*Work required*: Reproduce everything from the line containing "Can you find the blurred" down through the final line, with both ends included. Omit the pictures from your answer.
===== Exercise material =====
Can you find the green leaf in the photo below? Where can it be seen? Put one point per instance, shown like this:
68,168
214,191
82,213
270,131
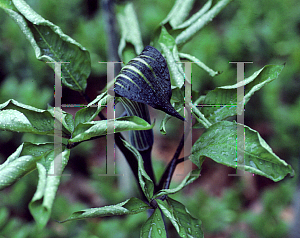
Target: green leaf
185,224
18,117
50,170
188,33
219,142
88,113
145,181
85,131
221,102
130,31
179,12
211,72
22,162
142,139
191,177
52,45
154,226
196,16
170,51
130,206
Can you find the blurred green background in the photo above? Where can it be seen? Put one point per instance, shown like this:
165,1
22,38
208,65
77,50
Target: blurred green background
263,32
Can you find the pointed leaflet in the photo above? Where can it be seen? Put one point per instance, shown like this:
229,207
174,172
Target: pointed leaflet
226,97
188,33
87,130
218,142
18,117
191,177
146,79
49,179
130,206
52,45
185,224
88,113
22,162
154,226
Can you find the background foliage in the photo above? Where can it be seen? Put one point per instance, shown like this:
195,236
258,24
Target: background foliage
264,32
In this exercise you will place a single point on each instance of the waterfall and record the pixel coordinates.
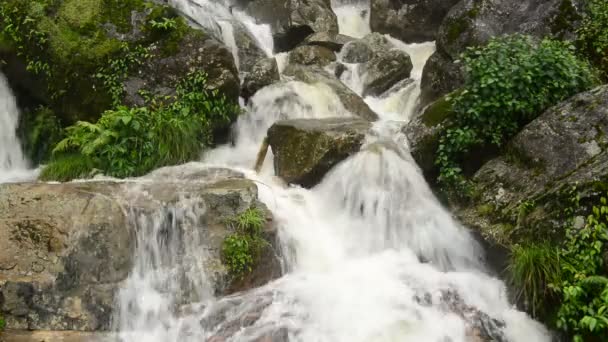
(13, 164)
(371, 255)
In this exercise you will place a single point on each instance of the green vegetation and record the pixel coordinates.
=====
*Result of the task*:
Can you find the blurred green background in the photo above? Where can it be seen? Put one point per instance, shown like this:
165,1
22,38
208,65
77,50
Target: blurred green background
263,32
Can you find the pointed leaflet in the photo above? Where can it be seen? Put one point per instance, shown like this:
229,207
174,172
Target: pointed leaflet
226,97
188,33
87,130
218,142
18,117
191,177
146,79
49,179
130,206
52,45
185,224
88,113
22,162
154,226
Can you find the background foliage in the photo above? Where can it be seen? Put one point per instance, shown like this:
195,236
258,24
Target: background foliage
264,32
In this exercise you will place a single point on each instance of the waterfall and record the pixel coordinates.
(13, 164)
(371, 255)
In this exercise you will place a single point on each instance of the green vegetation and record the pixel coordinates.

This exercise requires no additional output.